- **Task to carry out**:
Repeat exactly, and only, the lines of the entries below from the one with "Where can you see the building" through the one with "Where can you see the white road", both ends included.

*** Opening Working data ***

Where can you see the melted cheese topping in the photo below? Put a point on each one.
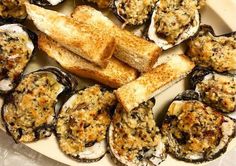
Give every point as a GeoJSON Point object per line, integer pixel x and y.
{"type": "Point", "coordinates": [174, 16]}
{"type": "Point", "coordinates": [218, 53]}
{"type": "Point", "coordinates": [84, 119]}
{"type": "Point", "coordinates": [13, 9]}
{"type": "Point", "coordinates": [135, 132]}
{"type": "Point", "coordinates": [14, 54]}
{"type": "Point", "coordinates": [193, 127]}
{"type": "Point", "coordinates": [219, 92]}
{"type": "Point", "coordinates": [32, 106]}
{"type": "Point", "coordinates": [134, 11]}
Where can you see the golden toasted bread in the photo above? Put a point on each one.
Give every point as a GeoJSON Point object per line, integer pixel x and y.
{"type": "Point", "coordinates": [153, 82]}
{"type": "Point", "coordinates": [114, 75]}
{"type": "Point", "coordinates": [101, 3]}
{"type": "Point", "coordinates": [135, 51]}
{"type": "Point", "coordinates": [83, 39]}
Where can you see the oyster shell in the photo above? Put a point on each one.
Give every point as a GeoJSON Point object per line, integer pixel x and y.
{"type": "Point", "coordinates": [195, 132]}
{"type": "Point", "coordinates": [133, 12]}
{"type": "Point", "coordinates": [134, 138]}
{"type": "Point", "coordinates": [217, 90]}
{"type": "Point", "coordinates": [215, 52]}
{"type": "Point", "coordinates": [17, 45]}
{"type": "Point", "coordinates": [82, 123]}
{"type": "Point", "coordinates": [12, 11]}
{"type": "Point", "coordinates": [172, 22]}
{"type": "Point", "coordinates": [29, 112]}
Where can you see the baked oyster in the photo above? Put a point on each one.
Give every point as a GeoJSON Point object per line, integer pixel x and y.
{"type": "Point", "coordinates": [215, 52]}
{"type": "Point", "coordinates": [29, 112]}
{"type": "Point", "coordinates": [46, 2]}
{"type": "Point", "coordinates": [134, 138]}
{"type": "Point", "coordinates": [12, 10]}
{"type": "Point", "coordinates": [133, 12]}
{"type": "Point", "coordinates": [217, 90]}
{"type": "Point", "coordinates": [194, 131]}
{"type": "Point", "coordinates": [174, 21]}
{"type": "Point", "coordinates": [82, 123]}
{"type": "Point", "coordinates": [17, 45]}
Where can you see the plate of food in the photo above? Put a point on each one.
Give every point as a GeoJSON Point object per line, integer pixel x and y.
{"type": "Point", "coordinates": [120, 82]}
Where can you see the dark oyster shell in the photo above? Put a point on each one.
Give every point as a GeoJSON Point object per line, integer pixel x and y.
{"type": "Point", "coordinates": [213, 51]}
{"type": "Point", "coordinates": [128, 20]}
{"type": "Point", "coordinates": [46, 2]}
{"type": "Point", "coordinates": [123, 121]}
{"type": "Point", "coordinates": [161, 39]}
{"type": "Point", "coordinates": [215, 89]}
{"type": "Point", "coordinates": [29, 111]}
{"type": "Point", "coordinates": [12, 11]}
{"type": "Point", "coordinates": [195, 132]}
{"type": "Point", "coordinates": [15, 59]}
{"type": "Point", "coordinates": [96, 103]}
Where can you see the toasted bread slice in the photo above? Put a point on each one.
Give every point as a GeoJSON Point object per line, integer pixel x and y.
{"type": "Point", "coordinates": [101, 3]}
{"type": "Point", "coordinates": [114, 75]}
{"type": "Point", "coordinates": [153, 82]}
{"type": "Point", "coordinates": [135, 51]}
{"type": "Point", "coordinates": [85, 40]}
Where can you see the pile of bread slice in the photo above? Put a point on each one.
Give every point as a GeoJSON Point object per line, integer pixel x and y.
{"type": "Point", "coordinates": [90, 45]}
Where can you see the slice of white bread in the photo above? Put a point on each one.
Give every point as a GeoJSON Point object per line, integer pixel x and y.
{"type": "Point", "coordinates": [114, 75]}
{"type": "Point", "coordinates": [101, 3]}
{"type": "Point", "coordinates": [153, 82]}
{"type": "Point", "coordinates": [133, 50]}
{"type": "Point", "coordinates": [85, 40]}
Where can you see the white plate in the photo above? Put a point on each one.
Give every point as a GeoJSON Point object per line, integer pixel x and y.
{"type": "Point", "coordinates": [218, 13]}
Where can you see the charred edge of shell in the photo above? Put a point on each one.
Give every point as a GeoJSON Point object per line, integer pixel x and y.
{"type": "Point", "coordinates": [112, 154]}
{"type": "Point", "coordinates": [197, 75]}
{"type": "Point", "coordinates": [115, 12]}
{"type": "Point", "coordinates": [218, 154]}
{"type": "Point", "coordinates": [45, 127]}
{"type": "Point", "coordinates": [45, 2]}
{"type": "Point", "coordinates": [168, 119]}
{"type": "Point", "coordinates": [187, 95]}
{"type": "Point", "coordinates": [64, 78]}
{"type": "Point", "coordinates": [205, 29]}
{"type": "Point", "coordinates": [58, 136]}
{"type": "Point", "coordinates": [168, 46]}
{"type": "Point", "coordinates": [34, 39]}
{"type": "Point", "coordinates": [11, 20]}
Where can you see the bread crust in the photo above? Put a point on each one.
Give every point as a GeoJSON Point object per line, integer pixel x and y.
{"type": "Point", "coordinates": [83, 39]}
{"type": "Point", "coordinates": [114, 75]}
{"type": "Point", "coordinates": [135, 51]}
{"type": "Point", "coordinates": [153, 82]}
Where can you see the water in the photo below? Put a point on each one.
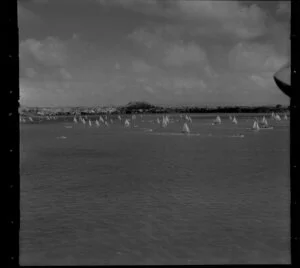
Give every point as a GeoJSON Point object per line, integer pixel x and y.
{"type": "Point", "coordinates": [120, 195]}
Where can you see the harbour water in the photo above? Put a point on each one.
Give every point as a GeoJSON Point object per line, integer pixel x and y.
{"type": "Point", "coordinates": [152, 195]}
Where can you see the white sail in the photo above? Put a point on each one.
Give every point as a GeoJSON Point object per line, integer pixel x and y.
{"type": "Point", "coordinates": [255, 126]}
{"type": "Point", "coordinates": [234, 121]}
{"type": "Point", "coordinates": [127, 123]}
{"type": "Point", "coordinates": [164, 123]}
{"type": "Point", "coordinates": [185, 128]}
{"type": "Point", "coordinates": [277, 117]}
{"type": "Point", "coordinates": [167, 119]}
{"type": "Point", "coordinates": [217, 120]}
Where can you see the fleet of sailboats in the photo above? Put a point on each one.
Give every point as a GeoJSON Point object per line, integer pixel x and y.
{"type": "Point", "coordinates": [185, 128]}
{"type": "Point", "coordinates": [260, 123]}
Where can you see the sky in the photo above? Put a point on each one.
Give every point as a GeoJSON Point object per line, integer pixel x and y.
{"type": "Point", "coordinates": [173, 52]}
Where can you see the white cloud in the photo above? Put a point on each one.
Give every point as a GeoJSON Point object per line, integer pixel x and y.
{"type": "Point", "coordinates": [50, 51]}
{"type": "Point", "coordinates": [140, 66]}
{"type": "Point", "coordinates": [30, 72]}
{"type": "Point", "coordinates": [25, 15]}
{"type": "Point", "coordinates": [65, 74]}
{"type": "Point", "coordinates": [257, 57]}
{"type": "Point", "coordinates": [180, 55]}
{"type": "Point", "coordinates": [283, 7]}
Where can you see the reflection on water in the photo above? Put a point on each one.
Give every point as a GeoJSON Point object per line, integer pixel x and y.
{"type": "Point", "coordinates": [123, 196]}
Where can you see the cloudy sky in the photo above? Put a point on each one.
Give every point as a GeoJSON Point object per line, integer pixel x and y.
{"type": "Point", "coordinates": [101, 52]}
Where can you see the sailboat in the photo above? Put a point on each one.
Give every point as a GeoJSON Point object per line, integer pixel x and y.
{"type": "Point", "coordinates": [101, 119]}
{"type": "Point", "coordinates": [277, 117]}
{"type": "Point", "coordinates": [255, 126]}
{"type": "Point", "coordinates": [167, 119]}
{"type": "Point", "coordinates": [186, 128]}
{"type": "Point", "coordinates": [164, 122]}
{"type": "Point", "coordinates": [127, 123]}
{"type": "Point", "coordinates": [217, 120]}
{"type": "Point", "coordinates": [234, 121]}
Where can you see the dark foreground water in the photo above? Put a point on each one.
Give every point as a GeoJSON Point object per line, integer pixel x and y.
{"type": "Point", "coordinates": [130, 196]}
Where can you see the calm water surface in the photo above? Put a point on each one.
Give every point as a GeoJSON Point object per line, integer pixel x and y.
{"type": "Point", "coordinates": [131, 196]}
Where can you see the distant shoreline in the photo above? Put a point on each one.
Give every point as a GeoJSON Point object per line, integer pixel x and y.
{"type": "Point", "coordinates": [146, 108]}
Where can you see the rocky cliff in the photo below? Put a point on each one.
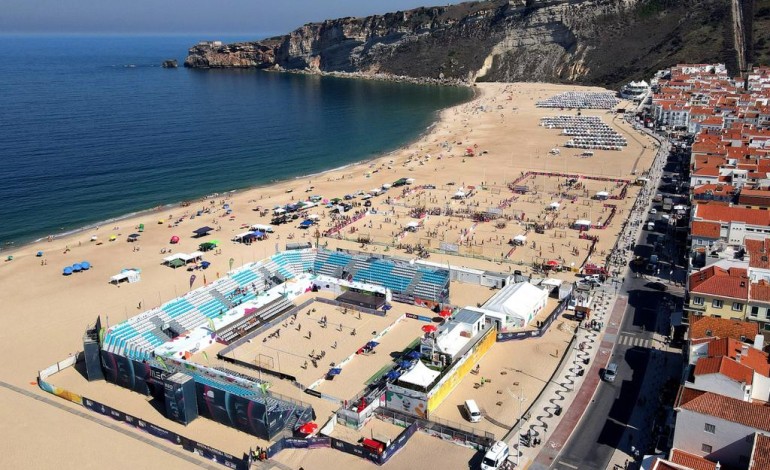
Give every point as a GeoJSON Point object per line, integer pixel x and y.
{"type": "Point", "coordinates": [581, 41]}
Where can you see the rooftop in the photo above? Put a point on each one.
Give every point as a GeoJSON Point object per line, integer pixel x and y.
{"type": "Point", "coordinates": [756, 416]}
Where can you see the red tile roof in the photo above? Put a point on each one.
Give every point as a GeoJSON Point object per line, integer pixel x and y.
{"type": "Point", "coordinates": [689, 460]}
{"type": "Point", "coordinates": [702, 325]}
{"type": "Point", "coordinates": [756, 416]}
{"type": "Point", "coordinates": [732, 283]}
{"type": "Point", "coordinates": [706, 229]}
{"type": "Point", "coordinates": [723, 365]}
{"type": "Point", "coordinates": [760, 458]}
{"type": "Point", "coordinates": [759, 291]}
{"type": "Point", "coordinates": [752, 358]}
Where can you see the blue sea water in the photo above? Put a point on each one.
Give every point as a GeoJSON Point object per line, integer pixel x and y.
{"type": "Point", "coordinates": [93, 128]}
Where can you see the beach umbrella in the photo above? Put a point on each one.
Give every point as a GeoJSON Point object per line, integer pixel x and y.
{"type": "Point", "coordinates": [308, 428]}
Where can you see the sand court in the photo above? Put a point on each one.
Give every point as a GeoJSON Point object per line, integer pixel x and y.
{"type": "Point", "coordinates": [303, 347]}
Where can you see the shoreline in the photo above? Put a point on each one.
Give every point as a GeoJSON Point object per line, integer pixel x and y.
{"type": "Point", "coordinates": [435, 122]}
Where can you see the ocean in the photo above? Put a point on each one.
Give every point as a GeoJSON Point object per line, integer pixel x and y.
{"type": "Point", "coordinates": [92, 128]}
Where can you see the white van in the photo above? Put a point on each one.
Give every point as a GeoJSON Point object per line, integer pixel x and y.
{"type": "Point", "coordinates": [473, 411]}
{"type": "Point", "coordinates": [611, 372]}
{"type": "Point", "coordinates": [495, 456]}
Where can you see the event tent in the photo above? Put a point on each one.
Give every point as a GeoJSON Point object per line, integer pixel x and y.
{"type": "Point", "coordinates": [419, 375]}
{"type": "Point", "coordinates": [127, 275]}
{"type": "Point", "coordinates": [202, 232]}
{"type": "Point", "coordinates": [519, 302]}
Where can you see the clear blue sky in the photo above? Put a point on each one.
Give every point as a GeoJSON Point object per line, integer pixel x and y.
{"type": "Point", "coordinates": [235, 17]}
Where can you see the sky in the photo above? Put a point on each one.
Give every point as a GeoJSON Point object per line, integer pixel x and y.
{"type": "Point", "coordinates": [225, 17]}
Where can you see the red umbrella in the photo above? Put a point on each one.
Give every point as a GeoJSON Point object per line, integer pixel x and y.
{"type": "Point", "coordinates": [308, 428]}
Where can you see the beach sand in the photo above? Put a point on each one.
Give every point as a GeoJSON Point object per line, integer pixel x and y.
{"type": "Point", "coordinates": [45, 313]}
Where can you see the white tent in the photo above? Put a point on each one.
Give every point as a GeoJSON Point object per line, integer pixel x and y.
{"type": "Point", "coordinates": [127, 275]}
{"type": "Point", "coordinates": [519, 302]}
{"type": "Point", "coordinates": [419, 375]}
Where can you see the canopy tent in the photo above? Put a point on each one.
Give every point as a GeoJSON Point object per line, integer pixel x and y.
{"type": "Point", "coordinates": [126, 275]}
{"type": "Point", "coordinates": [520, 302]}
{"type": "Point", "coordinates": [419, 375]}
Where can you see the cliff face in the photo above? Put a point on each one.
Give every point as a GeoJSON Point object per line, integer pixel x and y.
{"type": "Point", "coordinates": [582, 41]}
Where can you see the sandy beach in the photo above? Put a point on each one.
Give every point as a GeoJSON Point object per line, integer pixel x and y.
{"type": "Point", "coordinates": [46, 313]}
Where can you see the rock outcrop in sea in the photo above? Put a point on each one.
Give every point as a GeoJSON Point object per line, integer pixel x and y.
{"type": "Point", "coordinates": [580, 41]}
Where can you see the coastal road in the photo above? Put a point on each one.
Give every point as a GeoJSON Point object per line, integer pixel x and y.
{"type": "Point", "coordinates": [609, 423]}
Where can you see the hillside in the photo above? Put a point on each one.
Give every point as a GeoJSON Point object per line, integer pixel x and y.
{"type": "Point", "coordinates": [604, 42]}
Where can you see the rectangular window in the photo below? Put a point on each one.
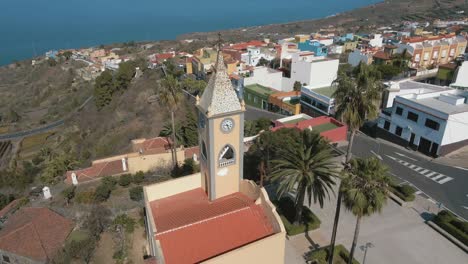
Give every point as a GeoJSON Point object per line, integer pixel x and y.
{"type": "Point", "coordinates": [398, 131]}
{"type": "Point", "coordinates": [399, 111]}
{"type": "Point", "coordinates": [432, 124]}
{"type": "Point", "coordinates": [412, 116]}
{"type": "Point", "coordinates": [387, 125]}
{"type": "Point", "coordinates": [6, 259]}
{"type": "Point", "coordinates": [444, 53]}
{"type": "Point", "coordinates": [417, 58]}
{"type": "Point", "coordinates": [306, 99]}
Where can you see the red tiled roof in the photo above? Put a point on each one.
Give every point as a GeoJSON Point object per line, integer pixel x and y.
{"type": "Point", "coordinates": [36, 233]}
{"type": "Point", "coordinates": [106, 168]}
{"type": "Point", "coordinates": [188, 152]}
{"type": "Point", "coordinates": [245, 45]}
{"type": "Point", "coordinates": [205, 229]}
{"type": "Point", "coordinates": [382, 55]}
{"type": "Point", "coordinates": [8, 208]}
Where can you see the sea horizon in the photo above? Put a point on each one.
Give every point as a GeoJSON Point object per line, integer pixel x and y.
{"type": "Point", "coordinates": [32, 27]}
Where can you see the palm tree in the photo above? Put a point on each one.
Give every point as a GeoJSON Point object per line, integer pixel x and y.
{"type": "Point", "coordinates": [309, 167]}
{"type": "Point", "coordinates": [365, 191]}
{"type": "Point", "coordinates": [357, 98]}
{"type": "Point", "coordinates": [170, 96]}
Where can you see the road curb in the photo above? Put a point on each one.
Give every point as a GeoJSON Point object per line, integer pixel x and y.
{"type": "Point", "coordinates": [448, 236]}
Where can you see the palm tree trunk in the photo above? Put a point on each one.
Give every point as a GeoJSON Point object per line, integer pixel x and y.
{"type": "Point", "coordinates": [174, 140]}
{"type": "Point", "coordinates": [356, 234]}
{"type": "Point", "coordinates": [299, 203]}
{"type": "Point", "coordinates": [350, 146]}
{"type": "Point", "coordinates": [335, 226]}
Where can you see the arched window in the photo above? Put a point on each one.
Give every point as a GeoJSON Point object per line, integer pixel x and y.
{"type": "Point", "coordinates": [204, 150]}
{"type": "Point", "coordinates": [226, 156]}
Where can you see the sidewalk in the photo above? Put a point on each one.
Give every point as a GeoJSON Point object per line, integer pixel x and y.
{"type": "Point", "coordinates": [399, 235]}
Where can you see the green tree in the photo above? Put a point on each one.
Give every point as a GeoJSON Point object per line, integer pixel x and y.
{"type": "Point", "coordinates": [297, 86]}
{"type": "Point", "coordinates": [194, 86]}
{"type": "Point", "coordinates": [67, 54]}
{"type": "Point", "coordinates": [170, 96]}
{"type": "Point", "coordinates": [139, 177]}
{"type": "Point", "coordinates": [262, 62]}
{"type": "Point", "coordinates": [103, 89]}
{"type": "Point", "coordinates": [190, 130]}
{"type": "Point", "coordinates": [356, 100]}
{"type": "Point", "coordinates": [125, 180]}
{"type": "Point", "coordinates": [102, 193]}
{"type": "Point", "coordinates": [136, 193]}
{"type": "Point", "coordinates": [69, 194]}
{"type": "Point", "coordinates": [309, 168]}
{"type": "Point", "coordinates": [98, 220]}
{"type": "Point", "coordinates": [124, 75]}
{"type": "Point", "coordinates": [365, 191]}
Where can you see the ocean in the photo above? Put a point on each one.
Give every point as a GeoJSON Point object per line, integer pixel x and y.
{"type": "Point", "coordinates": [32, 27]}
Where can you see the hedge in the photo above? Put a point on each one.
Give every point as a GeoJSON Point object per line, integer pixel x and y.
{"type": "Point", "coordinates": [320, 256]}
{"type": "Point", "coordinates": [453, 225]}
{"type": "Point", "coordinates": [404, 192]}
{"type": "Point", "coordinates": [286, 209]}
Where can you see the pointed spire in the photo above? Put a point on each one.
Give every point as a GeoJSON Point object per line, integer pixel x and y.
{"type": "Point", "coordinates": [219, 96]}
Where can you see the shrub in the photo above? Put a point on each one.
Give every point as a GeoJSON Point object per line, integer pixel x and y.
{"type": "Point", "coordinates": [125, 180]}
{"type": "Point", "coordinates": [102, 193]}
{"type": "Point", "coordinates": [287, 211]}
{"type": "Point", "coordinates": [139, 177]}
{"type": "Point", "coordinates": [453, 225]}
{"type": "Point", "coordinates": [109, 181]}
{"type": "Point", "coordinates": [85, 197]}
{"type": "Point", "coordinates": [404, 192]}
{"type": "Point", "coordinates": [136, 193]}
{"type": "Point", "coordinates": [124, 221]}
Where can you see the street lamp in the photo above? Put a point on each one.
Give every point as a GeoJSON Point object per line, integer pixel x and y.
{"type": "Point", "coordinates": [364, 248]}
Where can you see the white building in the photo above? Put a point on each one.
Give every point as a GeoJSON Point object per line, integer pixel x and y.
{"type": "Point", "coordinates": [461, 76]}
{"type": "Point", "coordinates": [434, 123]}
{"type": "Point", "coordinates": [254, 54]}
{"type": "Point", "coordinates": [266, 77]}
{"type": "Point", "coordinates": [407, 86]}
{"type": "Point", "coordinates": [358, 56]}
{"type": "Point", "coordinates": [376, 40]}
{"type": "Point", "coordinates": [310, 70]}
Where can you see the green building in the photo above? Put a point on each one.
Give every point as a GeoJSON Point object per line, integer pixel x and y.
{"type": "Point", "coordinates": [257, 96]}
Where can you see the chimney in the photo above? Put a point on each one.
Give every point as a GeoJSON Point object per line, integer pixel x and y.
{"type": "Point", "coordinates": [124, 164]}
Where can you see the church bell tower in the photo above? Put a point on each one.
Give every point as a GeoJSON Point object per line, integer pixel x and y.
{"type": "Point", "coordinates": [221, 134]}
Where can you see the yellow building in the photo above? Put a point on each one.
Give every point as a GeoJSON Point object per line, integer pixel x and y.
{"type": "Point", "coordinates": [215, 216]}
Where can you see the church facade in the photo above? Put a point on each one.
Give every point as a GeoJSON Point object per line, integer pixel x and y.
{"type": "Point", "coordinates": [214, 216]}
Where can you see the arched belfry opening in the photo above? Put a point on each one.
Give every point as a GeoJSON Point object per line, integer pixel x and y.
{"type": "Point", "coordinates": [226, 156]}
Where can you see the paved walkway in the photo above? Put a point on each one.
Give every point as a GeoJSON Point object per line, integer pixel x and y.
{"type": "Point", "coordinates": [399, 235]}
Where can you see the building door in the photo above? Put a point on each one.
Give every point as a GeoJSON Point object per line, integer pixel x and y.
{"type": "Point", "coordinates": [412, 140]}
{"type": "Point", "coordinates": [425, 146]}
{"type": "Point", "coordinates": [434, 149]}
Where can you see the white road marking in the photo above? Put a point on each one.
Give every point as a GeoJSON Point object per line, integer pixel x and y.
{"type": "Point", "coordinates": [439, 177]}
{"type": "Point", "coordinates": [403, 155]}
{"type": "Point", "coordinates": [445, 180]}
{"type": "Point", "coordinates": [377, 155]}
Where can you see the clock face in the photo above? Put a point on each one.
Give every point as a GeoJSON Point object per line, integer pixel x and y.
{"type": "Point", "coordinates": [201, 120]}
{"type": "Point", "coordinates": [227, 125]}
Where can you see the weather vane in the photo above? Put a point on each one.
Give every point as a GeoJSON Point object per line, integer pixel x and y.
{"type": "Point", "coordinates": [220, 41]}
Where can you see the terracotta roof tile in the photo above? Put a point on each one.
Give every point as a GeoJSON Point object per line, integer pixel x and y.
{"type": "Point", "coordinates": [205, 229]}
{"type": "Point", "coordinates": [35, 233]}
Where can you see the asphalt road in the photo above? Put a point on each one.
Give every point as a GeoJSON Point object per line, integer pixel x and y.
{"type": "Point", "coordinates": [445, 184]}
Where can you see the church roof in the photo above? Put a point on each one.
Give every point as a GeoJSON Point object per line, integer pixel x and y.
{"type": "Point", "coordinates": [219, 96]}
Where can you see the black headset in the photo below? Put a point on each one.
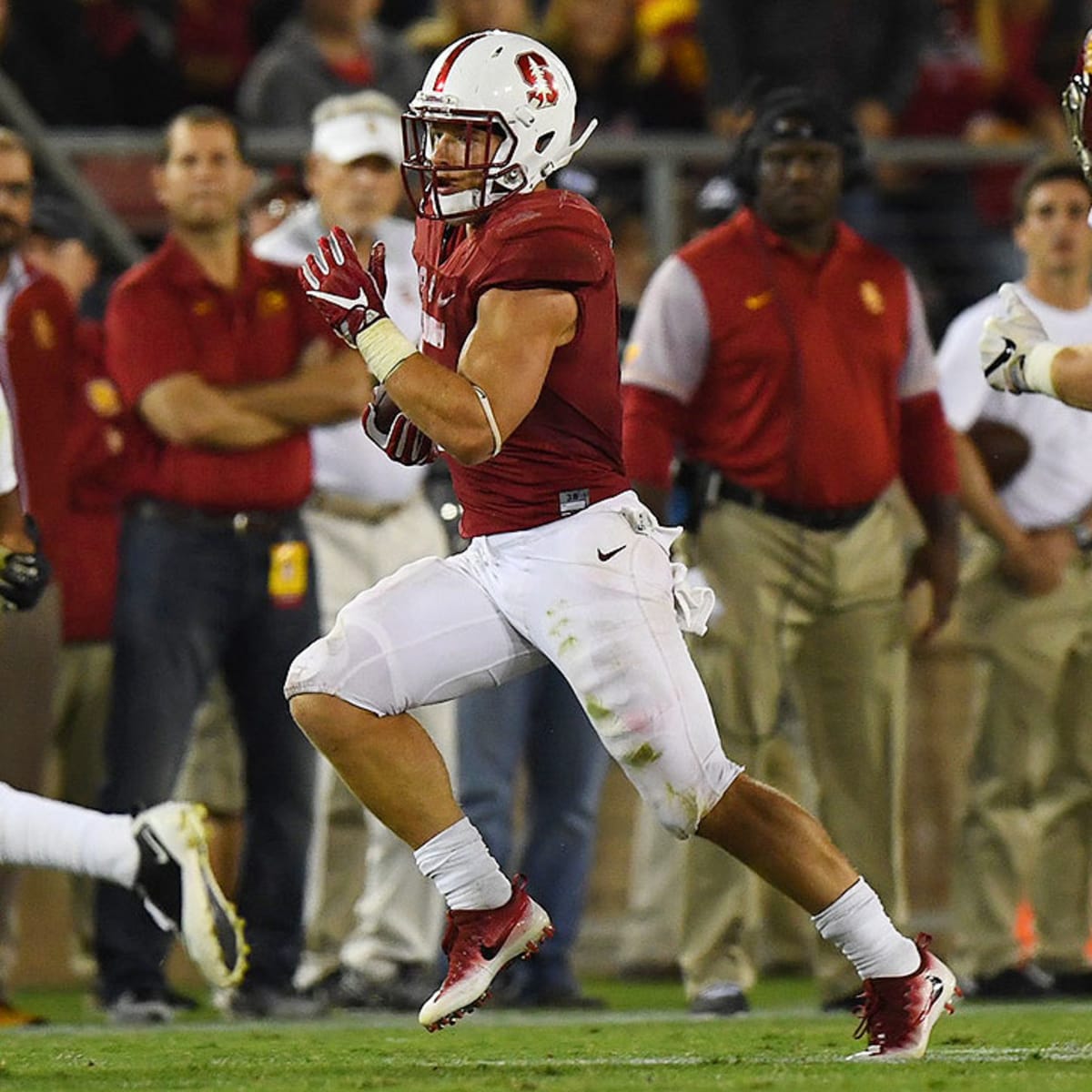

*** Closing Working data ***

- **Written solution**:
Where can you see the building door in the photo above? Put a point on each one.
Give every point as a GeoJSON Point object per line, integer pixel x and y.
{"type": "Point", "coordinates": [412, 140]}
{"type": "Point", "coordinates": [425, 146]}
{"type": "Point", "coordinates": [434, 149]}
Where can you see the white road marking in the photo above? Put a point on each one.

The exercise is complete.